WORK ORDER =
Give back only the lines in the records below from the one with "Target: orange sky" to the one with "watchtower in the picture above.", both inclusive, word for word.

[Image point grounding data]
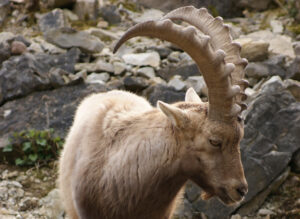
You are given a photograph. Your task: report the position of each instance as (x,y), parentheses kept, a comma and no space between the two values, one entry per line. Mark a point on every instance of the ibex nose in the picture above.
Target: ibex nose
(242,190)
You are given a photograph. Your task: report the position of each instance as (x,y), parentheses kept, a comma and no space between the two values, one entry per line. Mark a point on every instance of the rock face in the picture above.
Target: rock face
(21,75)
(86,9)
(223,8)
(270,141)
(45,109)
(67,38)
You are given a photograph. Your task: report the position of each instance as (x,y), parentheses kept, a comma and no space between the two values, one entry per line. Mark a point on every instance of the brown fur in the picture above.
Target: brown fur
(124,159)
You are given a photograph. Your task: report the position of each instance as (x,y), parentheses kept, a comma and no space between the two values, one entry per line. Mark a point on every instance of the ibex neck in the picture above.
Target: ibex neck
(147,165)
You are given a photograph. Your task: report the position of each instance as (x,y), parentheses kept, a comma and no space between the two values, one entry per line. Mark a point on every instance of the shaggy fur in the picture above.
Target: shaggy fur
(124,159)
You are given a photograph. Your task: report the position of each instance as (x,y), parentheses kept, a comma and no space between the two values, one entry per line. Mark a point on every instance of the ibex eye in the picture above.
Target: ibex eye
(215,143)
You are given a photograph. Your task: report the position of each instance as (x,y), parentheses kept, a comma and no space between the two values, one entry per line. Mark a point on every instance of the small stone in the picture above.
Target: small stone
(158,80)
(265,212)
(174,56)
(18,48)
(148,14)
(28,203)
(236,216)
(52,20)
(110,14)
(296,47)
(253,50)
(276,26)
(86,9)
(68,38)
(147,72)
(99,66)
(102,34)
(52,206)
(119,68)
(294,87)
(135,84)
(177,83)
(142,59)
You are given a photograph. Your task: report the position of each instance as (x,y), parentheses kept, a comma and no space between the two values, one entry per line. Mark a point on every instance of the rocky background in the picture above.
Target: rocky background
(54,53)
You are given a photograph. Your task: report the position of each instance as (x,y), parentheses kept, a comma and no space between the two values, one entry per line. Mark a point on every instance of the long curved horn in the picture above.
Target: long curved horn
(211,63)
(220,39)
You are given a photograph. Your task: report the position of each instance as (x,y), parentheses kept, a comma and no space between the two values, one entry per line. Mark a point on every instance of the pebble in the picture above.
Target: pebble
(177,83)
(142,59)
(147,72)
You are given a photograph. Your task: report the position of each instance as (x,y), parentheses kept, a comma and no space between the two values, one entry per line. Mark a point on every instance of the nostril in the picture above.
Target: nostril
(242,190)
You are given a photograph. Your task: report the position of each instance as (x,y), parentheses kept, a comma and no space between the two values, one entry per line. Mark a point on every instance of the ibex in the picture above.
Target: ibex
(124,159)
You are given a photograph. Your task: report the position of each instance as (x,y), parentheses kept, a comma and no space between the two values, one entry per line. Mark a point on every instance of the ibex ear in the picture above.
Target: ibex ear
(192,96)
(176,115)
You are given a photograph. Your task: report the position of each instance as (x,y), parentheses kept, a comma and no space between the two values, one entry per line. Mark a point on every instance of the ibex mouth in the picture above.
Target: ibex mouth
(226,198)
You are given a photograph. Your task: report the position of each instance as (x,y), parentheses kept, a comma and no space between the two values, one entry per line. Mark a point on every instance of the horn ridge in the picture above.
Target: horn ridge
(209,56)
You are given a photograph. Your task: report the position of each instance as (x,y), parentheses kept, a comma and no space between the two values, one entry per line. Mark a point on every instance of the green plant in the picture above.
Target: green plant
(30,147)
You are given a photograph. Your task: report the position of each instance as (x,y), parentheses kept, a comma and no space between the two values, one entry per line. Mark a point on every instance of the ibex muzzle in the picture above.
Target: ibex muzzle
(125,159)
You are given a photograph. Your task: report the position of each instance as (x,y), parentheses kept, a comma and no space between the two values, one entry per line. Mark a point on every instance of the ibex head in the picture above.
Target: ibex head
(209,133)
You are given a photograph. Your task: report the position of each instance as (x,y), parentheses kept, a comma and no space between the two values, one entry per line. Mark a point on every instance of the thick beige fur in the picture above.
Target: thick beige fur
(124,159)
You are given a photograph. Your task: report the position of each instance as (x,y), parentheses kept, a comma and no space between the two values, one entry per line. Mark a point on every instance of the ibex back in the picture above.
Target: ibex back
(124,159)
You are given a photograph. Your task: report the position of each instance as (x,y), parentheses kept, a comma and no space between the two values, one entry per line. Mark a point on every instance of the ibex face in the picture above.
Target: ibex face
(212,157)
(210,132)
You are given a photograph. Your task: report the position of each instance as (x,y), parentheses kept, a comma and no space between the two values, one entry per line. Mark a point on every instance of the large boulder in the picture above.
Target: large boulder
(21,75)
(272,128)
(43,110)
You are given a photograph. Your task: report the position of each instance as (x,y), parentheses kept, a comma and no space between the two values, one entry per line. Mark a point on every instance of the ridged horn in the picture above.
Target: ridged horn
(210,62)
(220,39)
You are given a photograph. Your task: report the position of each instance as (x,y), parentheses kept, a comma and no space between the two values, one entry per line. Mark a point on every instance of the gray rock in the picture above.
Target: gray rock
(223,8)
(68,38)
(21,75)
(295,164)
(276,26)
(142,59)
(52,109)
(146,72)
(148,14)
(52,206)
(98,66)
(294,69)
(255,4)
(86,9)
(135,84)
(4,10)
(5,37)
(56,3)
(110,14)
(119,68)
(102,34)
(162,51)
(293,87)
(177,83)
(296,46)
(52,20)
(28,203)
(4,52)
(270,67)
(253,50)
(18,48)
(258,200)
(279,44)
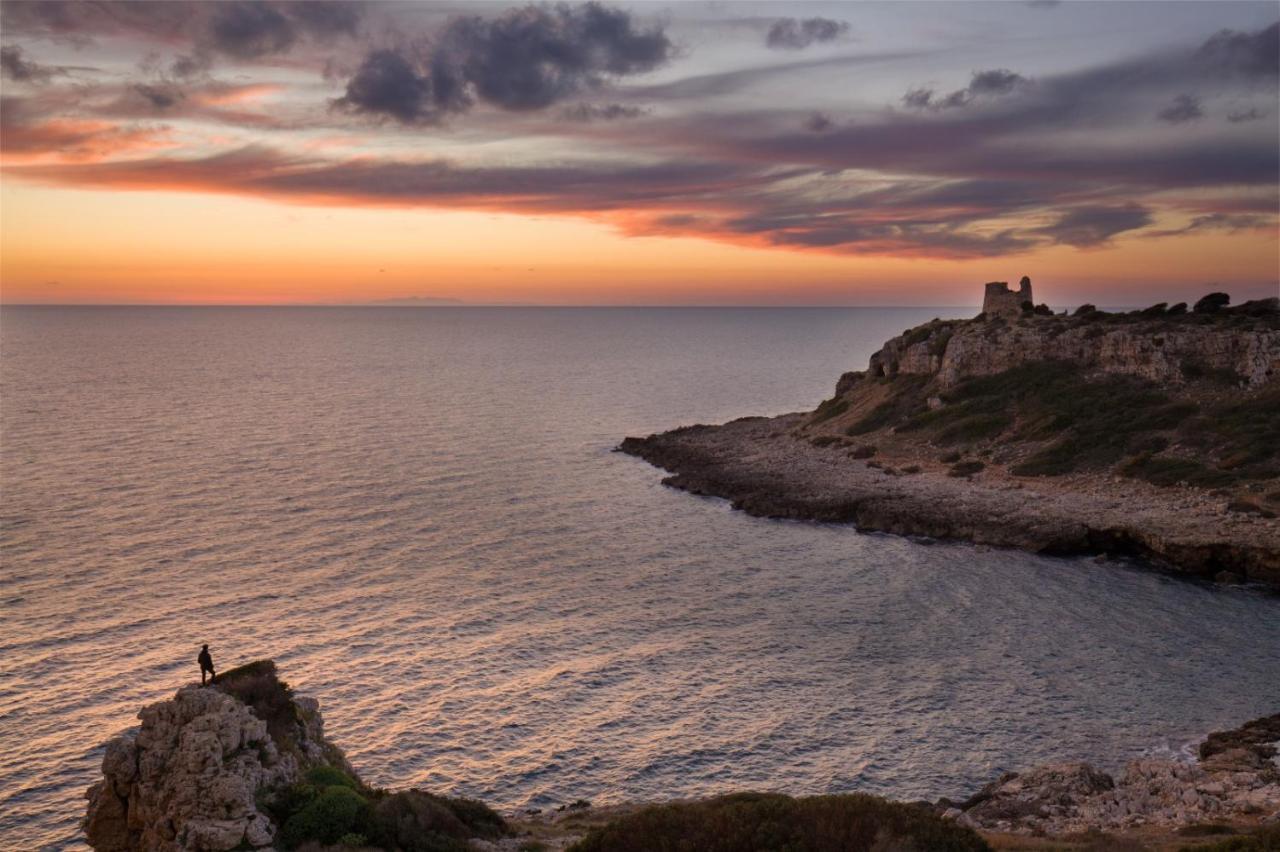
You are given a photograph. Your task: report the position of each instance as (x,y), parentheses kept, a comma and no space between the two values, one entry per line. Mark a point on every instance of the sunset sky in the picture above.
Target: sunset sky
(638,154)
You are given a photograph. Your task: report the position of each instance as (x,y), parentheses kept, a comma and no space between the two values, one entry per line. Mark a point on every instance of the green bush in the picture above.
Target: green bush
(833,407)
(332,777)
(965,468)
(416,821)
(333,812)
(1265,839)
(773,823)
(1162,470)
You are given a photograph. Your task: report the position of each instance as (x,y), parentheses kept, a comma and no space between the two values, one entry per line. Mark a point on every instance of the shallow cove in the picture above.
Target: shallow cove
(417,513)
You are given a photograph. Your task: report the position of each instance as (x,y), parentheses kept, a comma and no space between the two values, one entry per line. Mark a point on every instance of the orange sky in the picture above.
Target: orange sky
(245,183)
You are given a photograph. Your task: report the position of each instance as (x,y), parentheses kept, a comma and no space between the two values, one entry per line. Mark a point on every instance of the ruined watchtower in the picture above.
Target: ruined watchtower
(1001,301)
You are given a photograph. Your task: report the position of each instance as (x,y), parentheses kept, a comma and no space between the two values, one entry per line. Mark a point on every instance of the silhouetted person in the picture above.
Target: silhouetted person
(206,664)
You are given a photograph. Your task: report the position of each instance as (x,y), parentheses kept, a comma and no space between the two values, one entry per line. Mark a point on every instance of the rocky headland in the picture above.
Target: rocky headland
(1150,434)
(245,765)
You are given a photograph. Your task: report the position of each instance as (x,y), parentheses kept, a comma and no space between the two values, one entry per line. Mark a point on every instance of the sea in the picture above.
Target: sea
(420,516)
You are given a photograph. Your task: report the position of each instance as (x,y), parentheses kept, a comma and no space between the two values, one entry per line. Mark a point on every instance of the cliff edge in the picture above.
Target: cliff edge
(195,772)
(1152,434)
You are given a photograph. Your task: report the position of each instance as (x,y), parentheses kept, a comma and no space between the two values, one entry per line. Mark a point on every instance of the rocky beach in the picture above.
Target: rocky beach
(246,765)
(1147,434)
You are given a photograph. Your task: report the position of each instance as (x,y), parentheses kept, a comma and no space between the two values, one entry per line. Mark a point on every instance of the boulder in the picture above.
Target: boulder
(191,775)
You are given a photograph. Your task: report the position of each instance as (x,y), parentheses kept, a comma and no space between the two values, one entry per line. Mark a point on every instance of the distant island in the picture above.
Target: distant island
(1151,433)
(245,764)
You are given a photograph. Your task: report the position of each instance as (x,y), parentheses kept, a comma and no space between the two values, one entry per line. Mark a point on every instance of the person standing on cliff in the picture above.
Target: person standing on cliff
(206,664)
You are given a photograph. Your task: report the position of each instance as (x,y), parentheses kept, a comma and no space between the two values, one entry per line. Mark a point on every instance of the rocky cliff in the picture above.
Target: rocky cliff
(1235,778)
(1155,344)
(192,775)
(1148,434)
(243,764)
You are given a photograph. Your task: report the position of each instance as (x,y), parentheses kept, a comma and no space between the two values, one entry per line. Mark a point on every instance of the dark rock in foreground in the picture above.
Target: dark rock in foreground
(1152,434)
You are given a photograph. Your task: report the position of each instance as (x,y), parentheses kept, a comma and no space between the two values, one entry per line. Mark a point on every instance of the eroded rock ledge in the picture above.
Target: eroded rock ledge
(193,774)
(1147,435)
(1237,777)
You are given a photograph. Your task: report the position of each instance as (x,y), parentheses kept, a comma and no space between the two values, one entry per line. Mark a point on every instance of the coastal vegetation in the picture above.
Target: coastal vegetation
(330,807)
(769,821)
(1148,433)
(1052,416)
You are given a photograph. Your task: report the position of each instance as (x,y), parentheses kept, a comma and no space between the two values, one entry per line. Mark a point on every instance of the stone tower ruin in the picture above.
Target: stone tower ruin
(1000,301)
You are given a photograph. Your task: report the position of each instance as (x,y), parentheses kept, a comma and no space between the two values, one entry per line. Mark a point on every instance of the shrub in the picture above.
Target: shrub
(977,427)
(269,697)
(833,407)
(905,399)
(965,468)
(1162,470)
(1264,839)
(416,821)
(773,823)
(1212,303)
(332,777)
(336,811)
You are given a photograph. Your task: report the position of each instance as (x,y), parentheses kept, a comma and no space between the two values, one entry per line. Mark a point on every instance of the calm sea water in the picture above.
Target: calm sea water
(416,512)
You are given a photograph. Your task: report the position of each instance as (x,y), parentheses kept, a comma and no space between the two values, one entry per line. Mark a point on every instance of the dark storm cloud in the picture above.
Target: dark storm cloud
(1095,225)
(524,59)
(250,30)
(819,123)
(983,85)
(18,68)
(238,28)
(1242,53)
(160,96)
(1219,221)
(1243,115)
(1000,81)
(792,33)
(1185,108)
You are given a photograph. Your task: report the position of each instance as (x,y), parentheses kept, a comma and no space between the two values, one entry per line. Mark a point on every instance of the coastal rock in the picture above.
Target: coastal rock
(1155,348)
(1064,798)
(192,774)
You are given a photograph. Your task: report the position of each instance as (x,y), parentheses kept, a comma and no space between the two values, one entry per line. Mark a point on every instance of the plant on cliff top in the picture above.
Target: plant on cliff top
(257,686)
(332,812)
(775,823)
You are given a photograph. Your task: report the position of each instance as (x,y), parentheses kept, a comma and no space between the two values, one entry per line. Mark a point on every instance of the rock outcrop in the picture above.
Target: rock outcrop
(192,775)
(1242,782)
(1162,348)
(1147,434)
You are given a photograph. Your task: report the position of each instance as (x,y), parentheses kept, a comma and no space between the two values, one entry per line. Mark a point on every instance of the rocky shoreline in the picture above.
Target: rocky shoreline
(1150,434)
(246,765)
(767,470)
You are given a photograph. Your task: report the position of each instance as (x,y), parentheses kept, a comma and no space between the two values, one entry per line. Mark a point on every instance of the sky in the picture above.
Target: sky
(638,154)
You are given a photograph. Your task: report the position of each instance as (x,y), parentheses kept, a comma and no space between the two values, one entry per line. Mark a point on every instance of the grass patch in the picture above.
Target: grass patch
(906,398)
(1264,839)
(332,807)
(257,686)
(965,468)
(1171,470)
(773,823)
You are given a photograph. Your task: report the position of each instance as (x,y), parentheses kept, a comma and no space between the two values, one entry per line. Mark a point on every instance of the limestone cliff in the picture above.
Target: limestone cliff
(192,775)
(1152,344)
(1148,434)
(1235,778)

ANSWER AREA =
Target: orange sky
(245,183)
You are given a photograph. Your task: report the position of each instance as (x,y), parentheses kept, a comma and no space between the two values, one entry per line. Mark a point on every instance of the ruined watchtower in the picture above.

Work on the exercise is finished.